SUPPLIED TEXT:
◇ ◇ ◇ ◇ ◇

Pictures of an old man with a cat and a hand-embroidered scarf

These two prints have always decorated my walls in exile. They remind me of my home and the people I miss. The scene of an old man and a cat symbolizes peace, tranquility, and colorfulness in a country associated with conflict, war, and radicalism. The scarf was made by the small hands of internally displaced girls in Kabul to help support their families.

Fur

This is a piece of fur from my dog. I have this one shirt with me that I have never worn since I left the country. One day, I took a closer look at it and saw the fur of my dog on it. I felt that this is the only memory of him that came all the way with me. I put it in a container and kept it with me. I really miss him.

◇ ◇ ◇ ◇ ◇

MATERIAL PROVIDED:
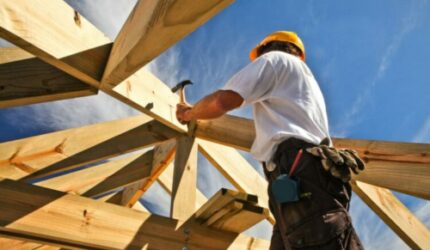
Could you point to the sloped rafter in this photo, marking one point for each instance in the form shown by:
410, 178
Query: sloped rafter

◇ ◇ ◇ ◇ ◇

WRITTEN PROBLEM 1:
In the piece about keepsakes kept in exile, who made the hand-embroidered scarf?
WRITTEN PROBLEM 2:
Pick up the piece about keepsakes kept in exile after its last sentence and keep it going in the same voice.

EXERCISE OUTPUT 1:
Internally displaced girls in Kabul made it to help support their families.

EXERCISE OUTPUT 2:
Coffee cups

I had coffee with a friend I hadn’t seen in a long time. We drank from disposable cups, but I kept them anyway. They’ve traveled with me from country to country. I didn’t know if I’d see my friend in two or three years, or ever again, so I preserved these cups. War turns human beings into disposable things.

White fabric

Before I left, my mother wanted to be sure that my luggage with a broken zip wouldn’t burst open, so she tied a white cotton cloth around it.

Kitschy photo

When I came to Germany, I planned on staying just five days. Now it’s day 1,653 in exile, but who’s counting? As a joke, my friend sent me this photo of where I used to live. It’s so kitschy. When you look at it, you have to laugh. You can’t get emotional.